Prompt 1> Transcribe the forum comment on cash and financial privacy, starting with "I always had" and going on through "same for us.".
Prompt 2> Go on with the forum comment about cash, electronic money, and privacy, picking up after its final sentence.

I always had a debit card and bank account, and in my teens I withdrew cash
and spent it. You are probably right that I would have thought twice about
some of those spends if I knew my parents could see the transactions (which
they would since I wasn't 18).

> Say you are in an saoudi dictatorship. Without cash, paying for drinks at a
> secret gay bar becomes very hard. It's the same for us.

Can't disagree here: eletronic money with a paper trail requires not just
stable and trustworthy government and public institutions, it requires some
trust also that _future_ governments and institutions are trustworthy. The
tradeoff between convenience and privacy is always a factor, and if lack of
privacy is lack of security then the choice is clear.

Supplied information>
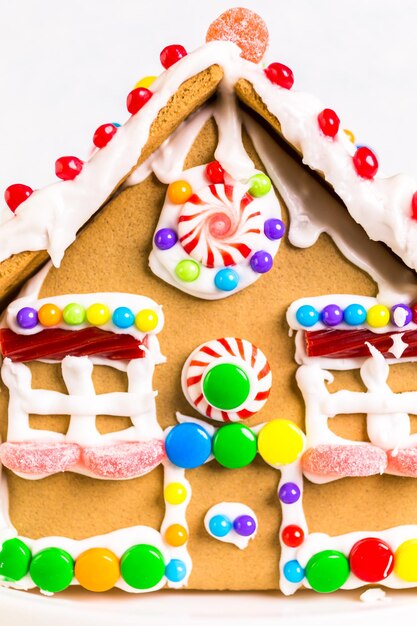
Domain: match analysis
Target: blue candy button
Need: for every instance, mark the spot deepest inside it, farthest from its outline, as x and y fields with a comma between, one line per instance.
x=188, y=445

Exercise result 1>
I always had a debit card and bank account, and in my teens I withdrew cash
and spent it. You are probably right that I would have thought twice about
some of those spends if I knew my parents could see the transactions (which
they would since I wasn't 18).

> Say you are in an saoudi dictatorship. Without cash, paying for drinks at a
> secret gay bar becomes very hard. It's the same for us.

Exercise result 2>
I think the solution to many of these problems is simply "cash on card". You
have a debit card connected to your bank account, but you can transfer a sum
to "virtual cash" on the card. That then works like cash, but without the
cash. It could be cryptographically based for example, and would mean the
receiver of the transaction doeesn't see the source. And on a statement from
the account it only shows up as the withdrawal when the e-cash was purchased.

------
m00s3
One data point: As a Canadian, I rarely have cash in my pocket. I can go
months at a time without handling cash. Mainly I encounter it these days when
I buy & sell stuff privately (via Used.ca or Facebook or whatever). Otherwise
I basically use Visa/Apple Pay for everything.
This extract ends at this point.